-- RECORDS FOR THE EXERCISE start --

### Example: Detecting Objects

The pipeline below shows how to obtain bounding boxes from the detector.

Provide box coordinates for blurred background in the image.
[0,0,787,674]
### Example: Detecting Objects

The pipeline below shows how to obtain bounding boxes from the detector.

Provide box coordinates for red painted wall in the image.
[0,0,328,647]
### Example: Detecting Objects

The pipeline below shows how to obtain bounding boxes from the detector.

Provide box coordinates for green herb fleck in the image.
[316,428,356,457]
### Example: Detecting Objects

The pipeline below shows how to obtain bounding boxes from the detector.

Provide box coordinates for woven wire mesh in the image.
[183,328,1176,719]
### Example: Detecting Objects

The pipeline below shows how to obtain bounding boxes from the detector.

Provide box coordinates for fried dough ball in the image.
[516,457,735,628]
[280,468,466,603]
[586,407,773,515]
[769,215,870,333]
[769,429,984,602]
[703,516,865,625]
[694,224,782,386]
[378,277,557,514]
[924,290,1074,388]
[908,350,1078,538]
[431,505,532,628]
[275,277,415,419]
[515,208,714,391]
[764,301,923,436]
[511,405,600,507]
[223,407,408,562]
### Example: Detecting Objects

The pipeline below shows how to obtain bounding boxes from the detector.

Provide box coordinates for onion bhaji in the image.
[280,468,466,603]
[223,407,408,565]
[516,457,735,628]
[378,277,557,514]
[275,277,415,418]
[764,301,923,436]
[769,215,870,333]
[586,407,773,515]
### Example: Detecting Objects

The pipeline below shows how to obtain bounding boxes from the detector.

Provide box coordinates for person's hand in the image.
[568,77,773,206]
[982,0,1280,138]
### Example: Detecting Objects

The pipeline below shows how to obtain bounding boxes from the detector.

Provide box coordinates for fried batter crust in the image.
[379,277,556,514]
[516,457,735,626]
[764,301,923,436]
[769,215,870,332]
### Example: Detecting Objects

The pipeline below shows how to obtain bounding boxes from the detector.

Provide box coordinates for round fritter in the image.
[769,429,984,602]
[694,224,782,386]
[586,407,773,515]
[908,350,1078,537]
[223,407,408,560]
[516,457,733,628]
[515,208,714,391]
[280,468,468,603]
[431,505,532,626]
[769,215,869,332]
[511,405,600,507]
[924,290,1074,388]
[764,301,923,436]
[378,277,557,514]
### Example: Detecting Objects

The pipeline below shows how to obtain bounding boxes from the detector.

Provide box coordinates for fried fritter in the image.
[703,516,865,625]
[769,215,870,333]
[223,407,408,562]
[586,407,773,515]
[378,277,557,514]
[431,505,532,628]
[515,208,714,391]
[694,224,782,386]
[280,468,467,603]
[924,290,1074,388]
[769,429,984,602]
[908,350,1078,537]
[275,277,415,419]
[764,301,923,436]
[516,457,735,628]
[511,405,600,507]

-- RECORDS FOR THE EXERCISE end --

### [YOUR TASK]
Could you copy all of the records above word for word, keeping every line as it appears?

### [SOLVED EXERCISE]
### Example: Detecting Objects

The pipeline below shows how to obtain bounding boxes from the detector.

Provide box coordinates for blurred background in the image.
[0,0,787,674]
### Example: Detecting Objects

The pipeline below shows how to obtain bounding boxes from the detector.

Provide box coordinates for red painted wall in the image.
[0,0,328,647]
### Example: Detecting Objects

The pipeline below shows how to obtain bounding boxes from the detector.

Provide box coordinates for green herb fleck in the image.
[316,428,356,457]
### Example: Detecting Objects

The pipeline below shows how to obtain bounding boxes from the detector.

Provide box coordinates for woven wire mesh in the image.
[183,328,1176,719]
### Example: Detecting Objects

The pipeline below shows how to obtain bounding boxes from the detector.

Provide box coordinates for fried dough ball in the image.
[516,457,735,628]
[280,468,466,603]
[586,407,773,515]
[769,215,870,333]
[769,429,984,602]
[703,516,865,625]
[694,224,782,386]
[378,277,557,514]
[924,290,1074,388]
[908,350,1078,538]
[431,505,532,628]
[275,277,415,419]
[515,208,714,391]
[764,301,923,436]
[511,405,600,507]
[223,407,408,562]
### Example: Detecting Objects

The pipeline below shows how to obtain bounding boxes from the detector.

Provide box coordinates for onion bhaji in the image.
[280,468,466,603]
[223,407,408,565]
[516,457,735,628]
[378,277,557,514]
[275,277,415,418]
[764,301,923,436]
[769,215,870,333]
[586,407,773,515]
### Example: Detecting Objects

The pipeline below shows how to obtain bounding boxes from the detector.

Provide box coordinates for person's hand in the image.
[568,77,773,206]
[982,0,1280,138]
### Example: Detecting Objects

The pipeline below shows how to obtain bounding boxes from the detector.

Provide box coordinates for fried batter crust in the image.
[379,277,556,514]
[516,457,735,626]
[764,301,923,436]
[769,215,870,332]
### Example: Detecting Objects

The pipeline below shows how to obtain bounding boxes from the detector.

Provide box coordinates for round fritter in the image.
[769,429,984,602]
[694,224,782,386]
[586,407,773,515]
[908,350,1078,537]
[223,407,408,560]
[516,457,733,628]
[515,208,714,391]
[280,468,468,603]
[431,505,532,626]
[769,215,869,332]
[511,405,600,507]
[924,290,1074,388]
[764,301,923,436]
[378,277,557,514]
### Example: Detecting Objects

The pipeline below shows how to obtain bounding boxes from the detector.

Provide box coordinates for fried fritter in the image.
[703,516,865,625]
[769,215,870,333]
[223,407,408,562]
[586,407,773,515]
[378,277,557,514]
[431,505,532,628]
[515,208,714,391]
[694,224,782,386]
[280,468,467,603]
[924,290,1074,388]
[769,429,984,602]
[908,350,1078,537]
[275,277,415,419]
[764,301,923,436]
[516,457,735,628]
[511,405,600,507]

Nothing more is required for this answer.